SELECTED EXTRACT
%%
Meanwhile, DeForest Kelly, in his final go-round as Dr. McCoy, gets a lot of screen time, with him and Kirk stuck on the frozen planet Rura Penthe, where they meet Iman’s Martia, a shape-shifting alien who betrays them. Everyone gets a little something here, especially with Sulu being upgraded to the captain of the Excelsior. The supporting cast is one of the best assembled for a trek film, with David Warner returning from Star Trek V as a different character, Chancellor Gorkon. Star Trek:The Next Generation gets a shout-out with Michael Dorn playing an ancestor of Worf’s as the Klingon attorney who defends Kirk and McCoy. Brock Peters, as Admiral Cartwright, returns from IV and, in a shocking move, turns out to be the mastermind behind the assassination conspiracy. Best of all is Christopher Plummer as the movie’s one-eyed villain, General Chang, who has an eye patch bolted into his eye. Hearing him deliver lines like, “You have never experienced Shakespeare until you have read him in the original Klingon” is delicious. There’s also a fantastic cameo from Christian Slater, which I vividly remember got a huge reaction in theaters when I saw it as a 9 year old back in 1991
It’s all expertly directed by Meyer, who, despite working with a budget lower than the one they had for Star Trek V, peppers in some fantastic set pieces, such as the show-stopping zero gravity assassination of Gorkon, which George Clooney admitted to referencing in his Netflix movie, The Midnight Sky. While ILM’s absence had been sorely reflected in the terrible FX work in Star Trek V, the company returned for this one and did top-shelf work despite a small budget. In some ways, the lack of money paid off. In his memoirs, Meyer admits that he wanted James Horner to return and score Star Trek VI. The budget didn’t allow it, and after entertaining the notion of scoring the movie with Gustav Holst’s orchestral suite The Planets, Meyer stumbled upon a demo tape from a young composer named Cliff Eidelman, who wound up delivering one of the best scores in the series, which is saying a lot considering that, at least as far as the original cast movies go, the scores have always been good.
Released at Christmas of 1991, Star Trek VI: The Undiscovered Country did much better at the box office than the fifth film, grossing $74 million domestically and almost breaking $100 million worldwide, earning the studio a nice profit. It would turn out to be the swan song for the original crew, with only Shatner, and in much smaller roles, James Doohan and Walter Koenig returning for Star Trek: Generations. That movie would launch the Next Generation cast on the big screen, but this is a story for another day!
%%
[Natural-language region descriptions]
%%
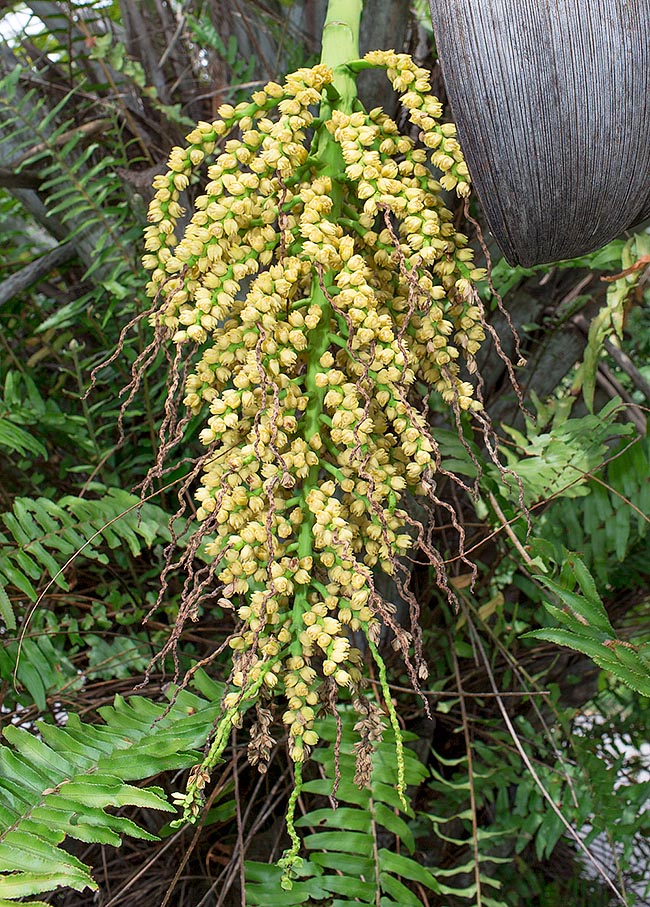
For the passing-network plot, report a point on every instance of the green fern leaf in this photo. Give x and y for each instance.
(61, 785)
(345, 858)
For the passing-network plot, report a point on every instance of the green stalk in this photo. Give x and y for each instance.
(341, 46)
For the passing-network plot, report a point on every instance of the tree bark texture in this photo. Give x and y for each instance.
(552, 103)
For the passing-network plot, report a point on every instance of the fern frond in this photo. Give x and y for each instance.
(347, 861)
(41, 536)
(78, 179)
(59, 783)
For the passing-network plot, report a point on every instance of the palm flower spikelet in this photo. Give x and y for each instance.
(319, 278)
%%
EXERCISE DETAILS
Reproduce the portion of the Star Trek VI review that opens with the words containing "Released at Christmas" and closes with "for another day!".

OUTPUT OF THE TASK
Released at Christmas of 1991, Star Trek VI: The Undiscovered Country did much better at the box office than the fifth film, grossing $74 million domestically and almost breaking $100 million worldwide, earning the studio a nice profit. It would turn out to be the swan song for the original crew, with only Shatner, and in much smaller roles, James Doohan and Walter Koenig returning for Star Trek: Generations. That movie would launch the Next Generation cast on the big screen, but this is a story for another day!